• Work to complete:
Write out the records that appear below, verbatim and complete, but without pictures.

• Material for the task:

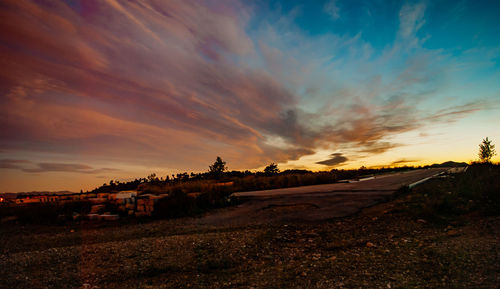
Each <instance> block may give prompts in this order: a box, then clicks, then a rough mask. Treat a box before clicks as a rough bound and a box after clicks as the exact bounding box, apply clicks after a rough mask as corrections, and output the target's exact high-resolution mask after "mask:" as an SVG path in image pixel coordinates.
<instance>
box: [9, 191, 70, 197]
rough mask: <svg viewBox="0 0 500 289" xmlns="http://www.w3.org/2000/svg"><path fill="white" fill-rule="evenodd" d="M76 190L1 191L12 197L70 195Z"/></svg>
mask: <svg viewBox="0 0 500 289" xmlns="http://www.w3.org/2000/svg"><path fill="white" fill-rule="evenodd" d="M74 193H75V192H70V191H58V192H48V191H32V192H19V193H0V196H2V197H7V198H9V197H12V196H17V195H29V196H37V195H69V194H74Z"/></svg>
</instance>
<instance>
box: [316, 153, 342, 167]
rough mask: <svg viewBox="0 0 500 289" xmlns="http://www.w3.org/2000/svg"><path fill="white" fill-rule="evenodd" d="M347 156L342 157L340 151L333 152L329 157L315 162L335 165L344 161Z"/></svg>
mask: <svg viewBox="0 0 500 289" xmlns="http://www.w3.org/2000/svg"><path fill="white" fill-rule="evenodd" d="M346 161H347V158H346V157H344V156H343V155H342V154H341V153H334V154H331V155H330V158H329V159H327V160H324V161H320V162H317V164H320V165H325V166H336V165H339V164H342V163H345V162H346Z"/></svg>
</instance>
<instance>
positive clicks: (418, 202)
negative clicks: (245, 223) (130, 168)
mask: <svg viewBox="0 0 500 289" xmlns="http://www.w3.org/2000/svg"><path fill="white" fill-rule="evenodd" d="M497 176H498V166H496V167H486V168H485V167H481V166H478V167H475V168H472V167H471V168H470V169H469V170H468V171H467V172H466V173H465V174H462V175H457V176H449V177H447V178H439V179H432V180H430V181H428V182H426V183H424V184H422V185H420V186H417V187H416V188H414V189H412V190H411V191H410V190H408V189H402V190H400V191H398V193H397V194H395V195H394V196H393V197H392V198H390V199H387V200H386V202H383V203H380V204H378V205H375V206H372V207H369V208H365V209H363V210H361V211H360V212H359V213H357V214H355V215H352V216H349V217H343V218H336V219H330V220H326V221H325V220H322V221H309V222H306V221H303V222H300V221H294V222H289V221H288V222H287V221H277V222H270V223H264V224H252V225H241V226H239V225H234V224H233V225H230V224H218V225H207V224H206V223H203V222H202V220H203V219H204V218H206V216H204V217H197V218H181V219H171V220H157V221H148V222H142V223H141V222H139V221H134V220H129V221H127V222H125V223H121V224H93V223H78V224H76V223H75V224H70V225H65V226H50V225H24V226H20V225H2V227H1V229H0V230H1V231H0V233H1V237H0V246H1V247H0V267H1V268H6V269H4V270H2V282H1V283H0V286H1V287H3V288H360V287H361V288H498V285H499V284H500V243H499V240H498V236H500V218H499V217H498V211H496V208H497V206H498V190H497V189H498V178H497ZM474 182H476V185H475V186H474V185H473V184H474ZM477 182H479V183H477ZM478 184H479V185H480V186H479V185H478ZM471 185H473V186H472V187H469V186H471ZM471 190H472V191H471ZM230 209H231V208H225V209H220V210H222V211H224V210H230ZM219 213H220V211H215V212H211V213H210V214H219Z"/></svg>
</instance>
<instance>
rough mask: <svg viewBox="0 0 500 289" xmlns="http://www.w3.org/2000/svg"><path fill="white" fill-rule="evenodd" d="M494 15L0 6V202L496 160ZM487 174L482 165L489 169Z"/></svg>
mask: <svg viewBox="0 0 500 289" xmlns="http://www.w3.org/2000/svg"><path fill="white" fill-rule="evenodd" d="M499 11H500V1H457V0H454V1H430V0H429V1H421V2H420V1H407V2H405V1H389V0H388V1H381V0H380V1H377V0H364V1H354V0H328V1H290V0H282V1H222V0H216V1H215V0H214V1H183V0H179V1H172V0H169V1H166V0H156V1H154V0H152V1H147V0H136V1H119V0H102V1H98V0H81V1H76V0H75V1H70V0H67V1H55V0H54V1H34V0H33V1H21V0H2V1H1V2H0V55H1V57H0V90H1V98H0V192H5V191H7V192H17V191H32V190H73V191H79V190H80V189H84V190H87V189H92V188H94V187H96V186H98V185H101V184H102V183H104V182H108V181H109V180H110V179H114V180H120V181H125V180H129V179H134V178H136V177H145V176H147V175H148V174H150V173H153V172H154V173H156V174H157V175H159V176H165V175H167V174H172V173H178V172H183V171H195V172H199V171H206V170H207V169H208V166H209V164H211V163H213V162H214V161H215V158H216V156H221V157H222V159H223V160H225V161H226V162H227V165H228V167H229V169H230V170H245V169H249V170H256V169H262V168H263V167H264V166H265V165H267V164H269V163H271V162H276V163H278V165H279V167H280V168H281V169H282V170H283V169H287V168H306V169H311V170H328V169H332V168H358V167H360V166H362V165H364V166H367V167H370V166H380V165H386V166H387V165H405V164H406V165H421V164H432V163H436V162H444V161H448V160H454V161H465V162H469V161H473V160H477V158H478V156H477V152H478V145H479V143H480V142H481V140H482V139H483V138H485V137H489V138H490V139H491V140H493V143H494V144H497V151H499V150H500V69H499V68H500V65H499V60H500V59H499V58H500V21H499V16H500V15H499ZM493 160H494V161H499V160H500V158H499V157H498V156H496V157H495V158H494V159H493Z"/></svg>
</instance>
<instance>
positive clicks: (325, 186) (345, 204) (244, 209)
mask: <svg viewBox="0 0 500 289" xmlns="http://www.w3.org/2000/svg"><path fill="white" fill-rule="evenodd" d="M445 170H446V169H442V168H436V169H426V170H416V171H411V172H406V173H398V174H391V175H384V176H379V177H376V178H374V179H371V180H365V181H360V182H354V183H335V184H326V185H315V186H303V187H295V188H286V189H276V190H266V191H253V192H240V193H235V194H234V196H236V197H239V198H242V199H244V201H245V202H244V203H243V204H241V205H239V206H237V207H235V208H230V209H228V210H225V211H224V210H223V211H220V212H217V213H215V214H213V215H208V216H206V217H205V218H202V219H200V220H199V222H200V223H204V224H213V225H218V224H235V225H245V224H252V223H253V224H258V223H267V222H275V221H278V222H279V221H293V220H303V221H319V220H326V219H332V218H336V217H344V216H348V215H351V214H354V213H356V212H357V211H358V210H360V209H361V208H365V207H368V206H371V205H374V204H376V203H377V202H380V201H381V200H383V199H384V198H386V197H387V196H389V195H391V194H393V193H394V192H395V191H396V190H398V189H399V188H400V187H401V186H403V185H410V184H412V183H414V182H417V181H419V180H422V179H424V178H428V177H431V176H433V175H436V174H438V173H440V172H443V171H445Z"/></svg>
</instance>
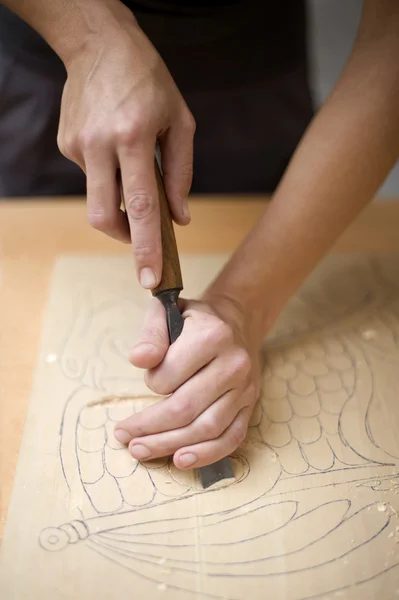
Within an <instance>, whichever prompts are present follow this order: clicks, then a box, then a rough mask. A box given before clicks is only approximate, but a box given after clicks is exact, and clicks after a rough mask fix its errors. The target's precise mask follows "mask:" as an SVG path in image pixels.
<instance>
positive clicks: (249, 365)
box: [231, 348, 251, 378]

• Answer below:
Each <instance> block may give prompts in this order: a box, then clicks, then a rough mask. Treat a box before clicks as a rough bound and a box after clicks as the exact bounding box, apply clicks after a rough mask as corrections, and output the target's exact high-resolution mask after "mask:" as an SVG path in image pixel coordinates.
<instance>
box: [9, 191, 70, 197]
rough mask: <svg viewBox="0 0 500 289" xmlns="http://www.w3.org/2000/svg"><path fill="white" fill-rule="evenodd" d="M76 190L1 191L12 197L70 195Z"/></svg>
mask: <svg viewBox="0 0 500 289" xmlns="http://www.w3.org/2000/svg"><path fill="white" fill-rule="evenodd" d="M74 193H75V192H70V191H58V192H48V191H32V192H19V193H0V196H2V197H7V198H9V197H12V196H17V195H29V196H37V195H69V194H74Z"/></svg>
</instance>
<instance>
box: [316, 153, 342, 167]
rough mask: <svg viewBox="0 0 500 289" xmlns="http://www.w3.org/2000/svg"><path fill="white" fill-rule="evenodd" d="M347 156L342 157L340 151L333 152L329 157L315 162L335 165L344 161Z"/></svg>
mask: <svg viewBox="0 0 500 289" xmlns="http://www.w3.org/2000/svg"><path fill="white" fill-rule="evenodd" d="M346 161H347V158H346V157H344V156H343V155H342V154H341V153H334V154H331V155H330V158H329V159H327V160H324V161H320V162H317V164H320V165H325V166H336V165H339V164H342V163H345V162H346Z"/></svg>
</instance>
<instance>
positive clicks: (418, 202)
negative clicks: (245, 223) (130, 168)
mask: <svg viewBox="0 0 500 289" xmlns="http://www.w3.org/2000/svg"><path fill="white" fill-rule="evenodd" d="M497 176H498V166H496V167H486V168H485V167H481V166H478V167H475V168H472V167H471V168H470V169H469V170H468V171H467V172H466V173H465V174H462V175H457V176H449V177H447V178H439V179H432V180H430V181H428V182H426V183H424V184H422V185H420V186H417V187H416V188H414V189H412V190H411V191H410V190H408V189H402V190H400V191H398V193H397V194H395V195H394V196H393V197H392V198H390V199H387V200H386V202H383V203H380V204H378V205H375V206H372V207H369V208H365V209H363V210H361V211H360V212H359V213H357V214H355V215H352V216H349V217H343V218H336V219H330V220H326V221H325V220H322V221H309V222H306V221H303V222H300V221H294V222H289V221H288V222H287V221H277V222H270V223H264V224H252V225H241V226H239V225H234V224H233V225H230V224H218V225H207V224H206V223H203V222H202V220H203V219H204V218H206V216H204V217H197V218H181V219H171V220H157V221H148V222H142V223H141V222H139V221H134V220H129V221H127V222H125V223H121V224H93V223H78V224H76V223H75V224H70V225H65V226H50V225H24V226H20V225H2V227H1V229H0V230H1V231H0V233H1V237H0V246H1V247H0V267H1V268H6V269H4V270H2V282H1V283H0V286H1V287H3V288H360V287H361V288H498V285H499V284H500V243H499V240H498V236H500V218H499V217H498V211H496V208H497V206H498V190H497V189H498V178H497ZM474 182H476V185H475V186H474V185H473V184H474ZM477 182H479V183H477ZM478 184H479V185H480V186H479V185H478ZM471 185H473V186H472V187H469V186H471ZM471 190H472V191H471ZM230 209H231V208H225V209H220V210H222V211H224V210H230ZM219 213H220V211H215V212H211V213H210V214H219Z"/></svg>
</instance>
<instance>
rough mask: <svg viewBox="0 0 500 289" xmlns="http://www.w3.org/2000/svg"><path fill="white" fill-rule="evenodd" d="M494 15L0 6V202L496 160ZM487 174L482 165L489 169Z"/></svg>
mask: <svg viewBox="0 0 500 289" xmlns="http://www.w3.org/2000/svg"><path fill="white" fill-rule="evenodd" d="M499 11H500V1H457V0H454V1H430V0H429V1H421V2H420V1H407V2H405V1H389V0H388V1H381V0H380V1H377V0H364V1H354V0H328V1H290V0H282V1H222V0H216V1H215V0H214V1H183V0H179V1H172V0H169V1H166V0H156V1H154V0H152V1H147V0H136V1H119V0H102V1H98V0H81V1H76V0H75V1H70V0H67V1H55V0H54V1H34V0H33V1H21V0H2V1H1V2H0V55H1V57H0V90H1V98H0V192H5V191H7V192H17V191H32V190H73V191H79V190H80V189H84V190H87V189H92V188H94V187H96V186H98V185H101V184H102V183H104V182H108V181H109V180H110V179H114V180H120V181H125V180H129V179H134V178H136V177H145V176H147V175H148V174H150V173H153V172H154V173H156V174H157V175H159V176H165V175H167V174H172V173H178V172H183V171H195V172H199V171H206V170H207V169H208V166H209V164H211V163H213V162H214V161H215V158H216V156H221V157H222V159H223V160H225V161H226V162H227V165H228V167H229V169H230V170H245V169H249V170H256V169H262V168H263V167H264V166H265V165H267V164H269V163H271V162H276V163H278V165H279V167H280V168H281V169H282V170H283V169H287V168H306V169H311V170H328V169H332V168H358V167H360V166H362V165H364V166H367V167H370V166H380V165H386V166H387V165H405V164H406V165H421V164H432V163H436V162H444V161H448V160H454V161H465V162H469V161H473V160H477V158H478V156H477V152H478V145H479V143H480V142H481V140H482V139H483V138H485V137H489V138H490V139H491V140H493V143H494V144H497V151H499V150H500V69H499V68H500V65H499V60H500V59H499V58H500V21H499V16H500V15H499ZM493 160H494V161H499V160H500V158H499V157H498V156H496V157H495V158H494V159H493Z"/></svg>
</instance>
<instance>
positive clicks: (325, 186) (345, 204) (244, 209)
mask: <svg viewBox="0 0 500 289" xmlns="http://www.w3.org/2000/svg"><path fill="white" fill-rule="evenodd" d="M445 170H446V169H442V168H436V169H426V170H416V171H411V172H406V173H398V174H391V175H384V176H379V177H376V178H374V179H371V180H365V181H360V182H354V183H335V184H326V185H315V186H303V187H295V188H286V189H276V190H266V191H253V192H240V193H235V194H234V196H236V197H239V198H242V199H244V201H245V202H244V203H243V204H241V205H239V206H237V207H235V208H230V209H228V210H225V211H224V210H223V211H220V212H217V213H215V214H213V215H208V216H206V217H205V218H202V219H200V220H199V222H200V223H204V224H213V225H218V224H235V225H245V224H252V223H253V224H258V223H267V222H275V221H278V222H279V221H293V220H303V221H319V220H326V219H332V218H336V217H344V216H348V215H351V214H354V213H356V212H357V211H358V210H360V209H361V208H365V207H368V206H371V205H374V204H376V203H377V202H380V201H381V200H383V199H384V198H386V197H387V196H389V195H391V194H393V193H394V192H395V191H396V190H398V189H399V188H400V187H401V186H403V185H410V184H412V183H414V182H417V181H419V180H422V179H424V178H428V177H431V176H433V175H436V174H438V173H440V172H443V171H445Z"/></svg>
</instance>
Within an <instance>, whichever prompts are present follow this order: clicks, then a box, then a rough mask. A box given before clicks is only approximate, but a box given after clicks is exact, and clicks after a rough mask fix its errors. The target's precise mask follows "mask:" as an SVG path in image pixels.
<instance>
positive clicks: (249, 365)
box: [231, 348, 251, 378]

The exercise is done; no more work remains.